■ **Data in this exercise**:
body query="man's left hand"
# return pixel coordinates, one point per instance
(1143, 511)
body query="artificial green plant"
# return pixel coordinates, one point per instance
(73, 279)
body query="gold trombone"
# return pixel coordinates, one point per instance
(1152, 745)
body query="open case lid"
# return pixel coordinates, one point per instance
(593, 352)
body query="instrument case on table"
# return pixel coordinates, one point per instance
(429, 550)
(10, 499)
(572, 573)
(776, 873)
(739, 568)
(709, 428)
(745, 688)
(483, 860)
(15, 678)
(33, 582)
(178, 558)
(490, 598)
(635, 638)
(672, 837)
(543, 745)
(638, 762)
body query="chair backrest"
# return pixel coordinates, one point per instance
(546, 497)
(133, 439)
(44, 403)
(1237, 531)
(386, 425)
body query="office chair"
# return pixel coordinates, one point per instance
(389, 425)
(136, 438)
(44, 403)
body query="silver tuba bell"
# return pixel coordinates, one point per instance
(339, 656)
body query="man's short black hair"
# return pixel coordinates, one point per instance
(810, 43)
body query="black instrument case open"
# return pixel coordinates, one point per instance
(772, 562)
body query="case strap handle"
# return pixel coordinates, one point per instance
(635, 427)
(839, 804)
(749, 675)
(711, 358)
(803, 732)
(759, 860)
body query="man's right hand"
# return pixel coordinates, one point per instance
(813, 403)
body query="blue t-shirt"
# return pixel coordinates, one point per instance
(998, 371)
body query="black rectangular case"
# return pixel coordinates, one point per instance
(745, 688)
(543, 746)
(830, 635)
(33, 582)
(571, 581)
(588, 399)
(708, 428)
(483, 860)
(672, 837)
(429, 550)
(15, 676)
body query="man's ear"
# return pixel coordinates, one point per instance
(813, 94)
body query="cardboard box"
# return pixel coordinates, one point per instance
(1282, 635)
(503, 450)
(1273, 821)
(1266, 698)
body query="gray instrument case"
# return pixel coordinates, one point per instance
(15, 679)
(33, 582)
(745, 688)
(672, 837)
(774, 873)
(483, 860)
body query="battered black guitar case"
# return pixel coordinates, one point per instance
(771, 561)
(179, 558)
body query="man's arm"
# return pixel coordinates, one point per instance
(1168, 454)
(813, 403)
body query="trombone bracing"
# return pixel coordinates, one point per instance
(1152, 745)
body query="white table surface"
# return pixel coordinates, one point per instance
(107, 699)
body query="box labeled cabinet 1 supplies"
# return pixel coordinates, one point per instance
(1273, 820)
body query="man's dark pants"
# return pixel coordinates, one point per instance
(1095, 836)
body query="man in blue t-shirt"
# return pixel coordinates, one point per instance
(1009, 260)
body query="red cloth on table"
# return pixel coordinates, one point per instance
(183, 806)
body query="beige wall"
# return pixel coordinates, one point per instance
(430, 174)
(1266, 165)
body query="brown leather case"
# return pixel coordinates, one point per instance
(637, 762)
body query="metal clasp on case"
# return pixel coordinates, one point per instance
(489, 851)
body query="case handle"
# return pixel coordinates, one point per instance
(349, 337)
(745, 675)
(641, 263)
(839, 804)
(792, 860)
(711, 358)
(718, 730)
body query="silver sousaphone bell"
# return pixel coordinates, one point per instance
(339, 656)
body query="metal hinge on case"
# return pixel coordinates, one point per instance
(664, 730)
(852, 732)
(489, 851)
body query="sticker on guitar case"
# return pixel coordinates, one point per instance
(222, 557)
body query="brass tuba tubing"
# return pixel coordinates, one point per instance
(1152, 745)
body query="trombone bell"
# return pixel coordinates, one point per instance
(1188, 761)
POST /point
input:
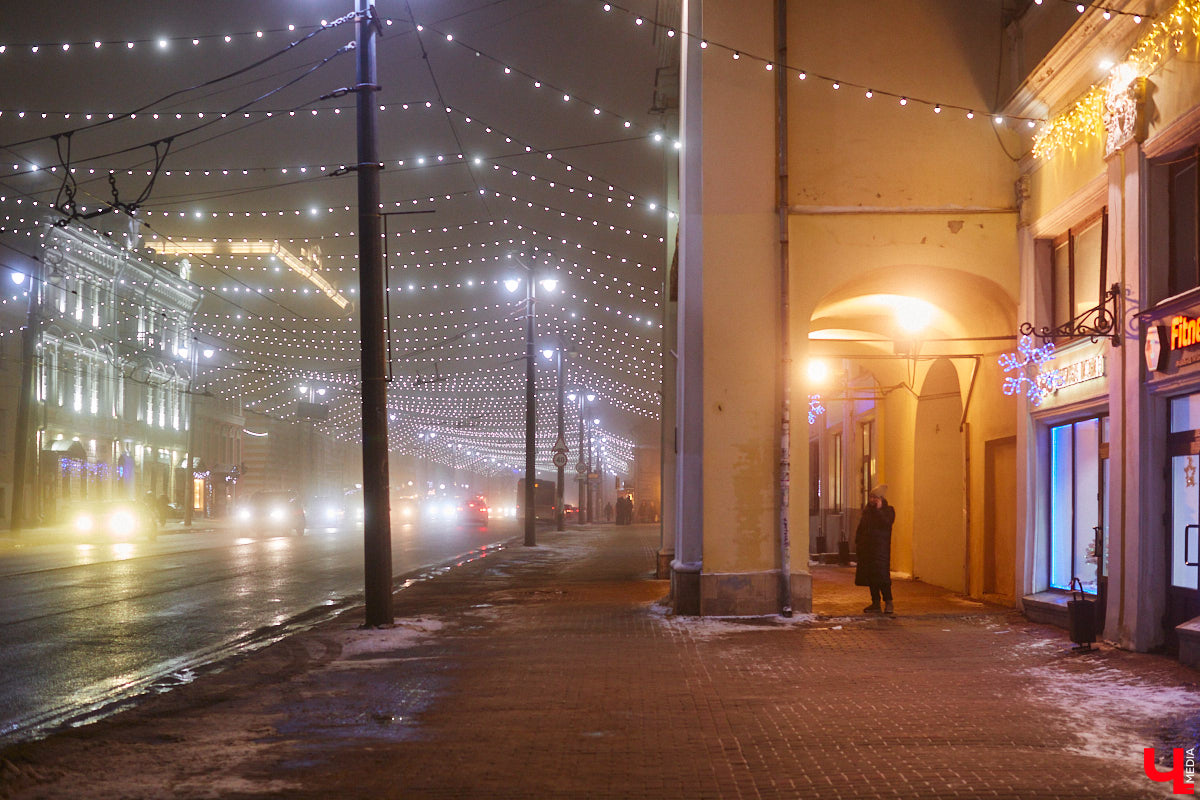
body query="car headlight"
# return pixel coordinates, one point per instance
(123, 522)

■ **Goal**: Leave out every picture, and write out exactly the lines from the one bearing "POST /point" through the final line.

■ **Exercise result**:
POST /point
input:
body query="car headlight"
# return pixel coordinates, one point per instance
(123, 522)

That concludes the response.